> [Task to complete]:
Produce a faithful copy of every record below, without the pictures.

Photo-based referring expression data
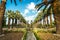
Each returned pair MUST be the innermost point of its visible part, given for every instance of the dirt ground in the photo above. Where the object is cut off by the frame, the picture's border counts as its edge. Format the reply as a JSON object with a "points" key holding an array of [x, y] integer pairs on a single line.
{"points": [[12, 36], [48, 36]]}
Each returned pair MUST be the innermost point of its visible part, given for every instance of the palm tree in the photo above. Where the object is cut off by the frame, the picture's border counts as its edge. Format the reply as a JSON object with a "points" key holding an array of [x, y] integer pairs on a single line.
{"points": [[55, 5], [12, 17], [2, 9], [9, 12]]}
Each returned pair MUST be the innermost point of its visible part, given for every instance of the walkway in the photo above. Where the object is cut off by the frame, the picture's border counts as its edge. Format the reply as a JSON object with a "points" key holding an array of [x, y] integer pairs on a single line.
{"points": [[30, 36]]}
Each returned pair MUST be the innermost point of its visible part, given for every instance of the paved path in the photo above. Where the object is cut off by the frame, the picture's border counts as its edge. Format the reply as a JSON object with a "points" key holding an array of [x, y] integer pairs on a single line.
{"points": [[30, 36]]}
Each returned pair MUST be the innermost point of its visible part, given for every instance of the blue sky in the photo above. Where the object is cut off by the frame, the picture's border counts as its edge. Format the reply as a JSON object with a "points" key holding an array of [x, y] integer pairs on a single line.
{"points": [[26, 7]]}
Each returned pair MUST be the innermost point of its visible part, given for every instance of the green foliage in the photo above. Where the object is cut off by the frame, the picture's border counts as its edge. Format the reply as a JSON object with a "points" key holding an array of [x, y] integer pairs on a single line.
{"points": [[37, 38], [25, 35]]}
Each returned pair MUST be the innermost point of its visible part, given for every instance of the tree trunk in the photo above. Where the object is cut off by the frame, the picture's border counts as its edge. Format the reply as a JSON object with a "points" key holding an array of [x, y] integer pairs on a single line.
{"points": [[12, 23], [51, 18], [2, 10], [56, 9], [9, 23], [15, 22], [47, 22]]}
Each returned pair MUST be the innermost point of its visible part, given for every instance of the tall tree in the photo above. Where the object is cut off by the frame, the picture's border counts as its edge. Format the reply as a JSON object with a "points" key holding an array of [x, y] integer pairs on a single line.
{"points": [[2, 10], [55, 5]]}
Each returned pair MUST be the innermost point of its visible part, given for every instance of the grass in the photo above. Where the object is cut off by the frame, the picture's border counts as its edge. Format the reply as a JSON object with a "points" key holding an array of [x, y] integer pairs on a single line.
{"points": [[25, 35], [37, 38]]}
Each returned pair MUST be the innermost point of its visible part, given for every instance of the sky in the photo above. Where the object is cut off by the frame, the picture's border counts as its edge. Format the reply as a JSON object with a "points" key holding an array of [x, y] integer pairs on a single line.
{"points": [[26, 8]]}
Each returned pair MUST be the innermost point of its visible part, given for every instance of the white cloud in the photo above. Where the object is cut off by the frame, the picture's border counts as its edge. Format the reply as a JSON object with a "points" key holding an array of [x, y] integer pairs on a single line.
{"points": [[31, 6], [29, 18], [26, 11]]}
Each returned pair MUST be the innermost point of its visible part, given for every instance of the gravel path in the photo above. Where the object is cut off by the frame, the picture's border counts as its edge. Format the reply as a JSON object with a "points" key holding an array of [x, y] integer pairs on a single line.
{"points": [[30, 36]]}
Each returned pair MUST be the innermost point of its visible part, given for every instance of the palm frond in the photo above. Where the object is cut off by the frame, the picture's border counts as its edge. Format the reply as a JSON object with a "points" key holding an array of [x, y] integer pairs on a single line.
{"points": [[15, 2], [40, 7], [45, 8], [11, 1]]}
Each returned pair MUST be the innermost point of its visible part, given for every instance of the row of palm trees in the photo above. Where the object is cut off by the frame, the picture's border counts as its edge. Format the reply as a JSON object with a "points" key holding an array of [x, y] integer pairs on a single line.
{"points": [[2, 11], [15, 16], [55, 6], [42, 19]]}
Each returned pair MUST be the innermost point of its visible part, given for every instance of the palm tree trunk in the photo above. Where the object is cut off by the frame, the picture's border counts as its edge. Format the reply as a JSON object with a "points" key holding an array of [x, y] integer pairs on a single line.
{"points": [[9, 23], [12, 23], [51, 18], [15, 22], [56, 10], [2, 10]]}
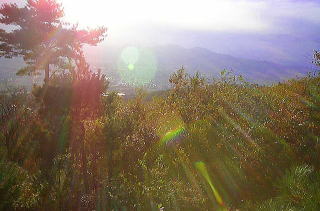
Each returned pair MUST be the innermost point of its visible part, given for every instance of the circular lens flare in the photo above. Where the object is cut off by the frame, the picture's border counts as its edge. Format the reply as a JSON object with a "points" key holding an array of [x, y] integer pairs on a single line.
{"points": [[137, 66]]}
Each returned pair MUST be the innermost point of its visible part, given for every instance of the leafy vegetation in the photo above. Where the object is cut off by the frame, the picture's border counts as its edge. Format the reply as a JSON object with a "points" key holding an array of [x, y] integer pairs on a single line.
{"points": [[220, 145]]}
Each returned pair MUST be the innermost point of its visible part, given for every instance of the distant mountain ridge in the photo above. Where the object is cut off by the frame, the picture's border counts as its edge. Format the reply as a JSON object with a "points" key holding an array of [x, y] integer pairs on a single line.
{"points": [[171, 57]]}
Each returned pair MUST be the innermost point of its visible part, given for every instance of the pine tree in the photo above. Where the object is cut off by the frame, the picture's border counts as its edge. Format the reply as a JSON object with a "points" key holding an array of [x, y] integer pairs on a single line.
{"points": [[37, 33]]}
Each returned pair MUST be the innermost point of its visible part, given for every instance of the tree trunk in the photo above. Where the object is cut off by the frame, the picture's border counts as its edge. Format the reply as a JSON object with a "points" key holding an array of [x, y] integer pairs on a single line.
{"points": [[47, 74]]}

> [Answer below]:
Each returned pair MUST be the innermost point of its visible part, given for every instance of the dirt ground in the photo above. Where the object is cut off by the frame, the picture's border counts as its edge. Format the reply as a JSON object with a "points" key holding an array of [x, y] integer pairs on a single line.
{"points": [[12, 36], [48, 36]]}
Each returned pair MUST be the innermost point of its visible part, given for every instance of the palm tree in the photo above. Where the object is cut off by the frame, the picture's border counts as its edge. Format the reply as a JSON object with a "points" key holding an array of [x, y] integer pairs on a single line.
{"points": [[55, 5], [12, 17], [2, 9], [9, 12]]}
Each returned pair MUST be the innermost point of its visible part, given for every instance of the walkway in the photo above. Where the object is cut off by the frame, the picture's border counts as its edge. Format the reply as a JSON object with a "points" key holding an array of [x, y] integer pairs on a single line.
{"points": [[30, 36]]}
Each returned pair MUST be the innermost point of its visible part, given for every instance of the paved path in the photo above. Where the object is cut off by the frame, the picture's border counts as its edge. Format the reply as a JSON object with a "points" key holding an array of [x, y] integer pairs on a single line.
{"points": [[30, 36]]}
Each returned pair MUST be the innermost point of its visible part, given for every instance of the blue sky in the photo above. Where the object is cut off by the frame, the picture's border counts as its edge. Format the reply as a JSON object with a "points" key holding an array of [x, y] integer pairs on a single line.
{"points": [[26, 7]]}
Each returned pair MUST be the innermost point of its visible part, given for every instance of the green foliage in the photo above. Where the object is cut off by the frame, the picture's border counts as its edge. Format the reply as a JSON object with a "points" key holding an array of [x, y] integer pairs on a single line.
{"points": [[37, 38], [25, 35]]}
Each returned pair MUST be the innermost point of its visible part, given for every instance of the tree trunk in the photo above. Where the object is cut off by the frame, the picture's border counts as its edge. Format the reply as a JSON object with a "points" key holding an array of [x, y] integer pairs on a single line.
{"points": [[12, 23], [51, 18], [2, 10], [56, 9], [9, 23], [15, 22], [47, 22]]}
Each returned pair MUST be the innermost point of its visible part, given for every instance of the tall tree in the photo above. Where the object is cut off by the frame, the picture's border counts as its edge. Format the reply as a JSON object with a "points" key holding an array of [x, y] integer pairs on a single line.
{"points": [[2, 10], [55, 5]]}
Each returned pair MUST be the innermost point of its visible part, given for every instance of the grass in the photo above. Where the object is cut off by the frame, the picture's border counts as its edge. Format the reply as a JSON object with a "points" key holding an array of [x, y] integer pairs on a single line.
{"points": [[25, 35], [37, 38]]}
Each returned pair MUST be the innermost point of its visible part, given for every instance of the sky in the photo above. Where the object is cut off by the frame, the picture's border counts as its edge. Format the reply as a JSON object with a "points" key holding an array of [x, y] integer pairs on a single line.
{"points": [[26, 8]]}
Each returned pair MUST be the innermost point of its visible part, given for every instance of the white cloud in the photo above. Where the object is cut off by the frame, the picture's border counts as its edge. Format the reply as a JSON object with a "points" key holding an array of [x, y] integer pairs on a single line.
{"points": [[31, 6], [29, 18], [26, 11]]}
Each returned pair MUST be the innermost point of its visible part, given for every instance of the gravel path in the photo above. Where the object is cut off by the frame, the picture's border counts as its edge. Format the reply as a JSON object with a "points" key holding an array of [x, y] integer pairs on a single line.
{"points": [[30, 36]]}
Each returned pair MUST be the innermost point of its visible part, given for every instance of the palm frond in the photo above. Where the object is cut off by the frame, the picture's border counts as its edge. Format the reply as a JSON object with a "points" key holding an array of [x, y] integer pairs on a single line.
{"points": [[15, 2], [40, 7], [45, 8], [11, 1]]}
Each returned pair MUST be the innermost point of its visible part, given for every instance of the row of palm trees in the photo above. Where the object is cut off by the frame, the picture's border counts as its edge. Format the reply as a JSON object with a "points" key holding an array of [x, y] integer pairs on a single line.
{"points": [[2, 11], [15, 16], [55, 6], [42, 19]]}
Each returned pair MUST be the innermost point of its visible part, given for every instance of the palm tree trunk in the photo above. Where the object is cut off by the frame, the picture's border counts as its edge. Format the reply as a JSON object with a "points" key holding an array of [x, y] integer pairs on a single line.
{"points": [[9, 23], [12, 23], [51, 18], [15, 22], [56, 10], [2, 10]]}
Each returned pair MUST be the innermost point of its visible part, given for every instance of the circular lens flare in the photo above. Where the object is cut off by the frame, the picture's border counts as its edge. Format the reply as a JSON object with a "points" key holding an array of [x, y] integer pairs on a single line.
{"points": [[137, 66]]}
Each returned pair MUST be the innermost point of its visible part, given for every instance of the leafy vegetation in the photo above. Where the object is cut off by the frame, the picture's border counts as its edge. Format the reply as a JSON object with a "points" key holding an array of [x, y] integer pairs on a single line.
{"points": [[220, 145]]}
Each returned pair MUST be the innermost point of its visible part, given for every instance of the distant mountain ridge in the photo above. Where the object is cut off by the frame, the picture's border counts as its edge. Format the reply as a JSON object with a "points" key holding an array of [x, y] integer pairs on a single line.
{"points": [[171, 57]]}
Each returned pair MUST be the innermost point of its visible part, given for every instance of the pine tree in the photo above. Where the object is cut off by the frame, the picture's border counts as its edge. Format the reply as a JSON object with a "points" key holding an array of [x, y] integer pairs on a single line.
{"points": [[37, 33]]}
Each returned pair MUST be the innermost point of its visible part, given for every instance of the tree trunk in the photo above. Where the object is cut off by the frame, the picture's border counts as its edge. Format the reply as a JSON object with a "points" key holding an array of [x, y] integer pairs on a single line.
{"points": [[47, 74]]}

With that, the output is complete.